Location identification entries:
####

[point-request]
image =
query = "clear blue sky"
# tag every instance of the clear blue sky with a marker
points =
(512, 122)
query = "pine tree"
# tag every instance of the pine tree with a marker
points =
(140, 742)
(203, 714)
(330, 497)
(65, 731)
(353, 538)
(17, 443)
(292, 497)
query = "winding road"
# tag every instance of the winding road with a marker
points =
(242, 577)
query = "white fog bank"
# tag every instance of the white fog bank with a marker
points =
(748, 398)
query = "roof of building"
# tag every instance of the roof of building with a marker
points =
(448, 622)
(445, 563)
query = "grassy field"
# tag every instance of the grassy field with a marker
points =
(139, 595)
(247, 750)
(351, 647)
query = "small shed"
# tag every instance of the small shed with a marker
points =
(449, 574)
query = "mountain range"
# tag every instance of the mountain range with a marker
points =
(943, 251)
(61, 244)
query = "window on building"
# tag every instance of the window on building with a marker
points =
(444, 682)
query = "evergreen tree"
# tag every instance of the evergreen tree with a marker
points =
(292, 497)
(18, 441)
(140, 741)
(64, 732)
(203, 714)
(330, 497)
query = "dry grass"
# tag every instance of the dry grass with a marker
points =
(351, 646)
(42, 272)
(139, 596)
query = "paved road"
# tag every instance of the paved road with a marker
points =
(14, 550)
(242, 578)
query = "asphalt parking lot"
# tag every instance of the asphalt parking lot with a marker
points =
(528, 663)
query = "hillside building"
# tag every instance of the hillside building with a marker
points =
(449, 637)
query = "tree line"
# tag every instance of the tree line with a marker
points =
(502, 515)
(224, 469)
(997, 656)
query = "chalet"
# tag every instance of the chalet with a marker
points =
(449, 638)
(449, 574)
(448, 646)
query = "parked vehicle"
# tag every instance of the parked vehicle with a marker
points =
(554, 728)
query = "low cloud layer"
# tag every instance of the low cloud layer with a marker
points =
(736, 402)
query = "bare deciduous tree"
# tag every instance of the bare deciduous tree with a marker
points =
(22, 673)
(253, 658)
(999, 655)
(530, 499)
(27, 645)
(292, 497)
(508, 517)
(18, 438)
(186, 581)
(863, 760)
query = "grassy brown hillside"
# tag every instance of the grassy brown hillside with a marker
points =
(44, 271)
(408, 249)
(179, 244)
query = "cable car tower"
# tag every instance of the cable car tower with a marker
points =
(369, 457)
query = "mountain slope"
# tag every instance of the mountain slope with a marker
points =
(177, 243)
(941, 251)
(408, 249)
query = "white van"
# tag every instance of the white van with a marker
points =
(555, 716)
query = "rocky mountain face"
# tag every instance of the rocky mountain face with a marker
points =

####

• Your instructions: Repeat the preceding lines exactly, please, every one of them.

• Output of the task:
[point-request]
image =
query = "clear blue sky"
# tag every instance of the clear blue sky with a marker
points =
(512, 122)
query = "pine tree"
# tag every instance of the pine tree with a marker
points =
(140, 742)
(203, 714)
(330, 497)
(65, 731)
(353, 538)
(17, 443)
(292, 497)
query = "winding road"
# tag every instance of the winding road with a marker
points =
(242, 577)
query = "white fog bank"
# tag every instance of the white fog bank with a marker
points =
(748, 398)
query = "roof of building"
# tag every instance of the roof of building with a marker
points =
(448, 622)
(445, 563)
query = "grassy field"
# tag every instance of the grassy field with a marker
points =
(139, 595)
(247, 750)
(351, 647)
query = "small shed"
# tag every instance of the small shed with a marker
points =
(449, 574)
query = "mountain range"
# tag every instance of the mountain range with a marker
points =
(943, 251)
(61, 244)
query = "window on building"
# tag every instance of the window on building with a marker
points =
(444, 682)
query = "evergreen tree"
# tag every instance of the evergreen tree with a marker
points =
(292, 497)
(18, 441)
(140, 741)
(64, 732)
(203, 714)
(330, 497)
query = "dry grass"
# tag every instance of the dry grass with a marker
points =
(351, 646)
(42, 272)
(139, 596)
query = "paved road"
# tag every instance of the paved road with a marker
points =
(14, 550)
(242, 578)
query = "asphalt parking lot"
# tag every instance of the asphalt parking lot with a marker
points =
(528, 663)
query = "hillside building"
# tag every instance of the hillside building with a marker
points =
(449, 637)
query = "tree line"
# tag every instance of the tree line with a marker
points =
(502, 515)
(224, 469)
(997, 656)
query = "chalet"
# tag every instance of the chalet with a marker
points =
(449, 638)
(449, 574)
(448, 646)
query = "parked vehicle"
# tag every instance of the parked vehicle with a marker
points =
(554, 728)
query = "low cloud layer"
# tag every instance of the low cloud layer with a marker
points =
(736, 402)
query = "bare deciduous tree"
# tag every instance of the bare deciduous tree with a marker
points =
(22, 673)
(253, 658)
(999, 655)
(530, 499)
(27, 645)
(292, 497)
(508, 517)
(18, 438)
(186, 581)
(863, 760)
query = "grassy brown hillside"
# tag every instance of the grassy brown hillside with a marker
points =
(44, 271)
(408, 249)
(179, 244)
query = "cable car tower"
# tag every instance of the cable car tower with a marker
points =
(369, 457)
query = "mountain slope"
# tag every instance of the mountain slope with a marker
points =
(177, 243)
(941, 251)
(408, 249)
query = "white van"
# tag every instance of the white van with a marker
points =
(555, 716)
query = "rocky mountain face"
# tag every instance of the rocky mountain face with a marker
points =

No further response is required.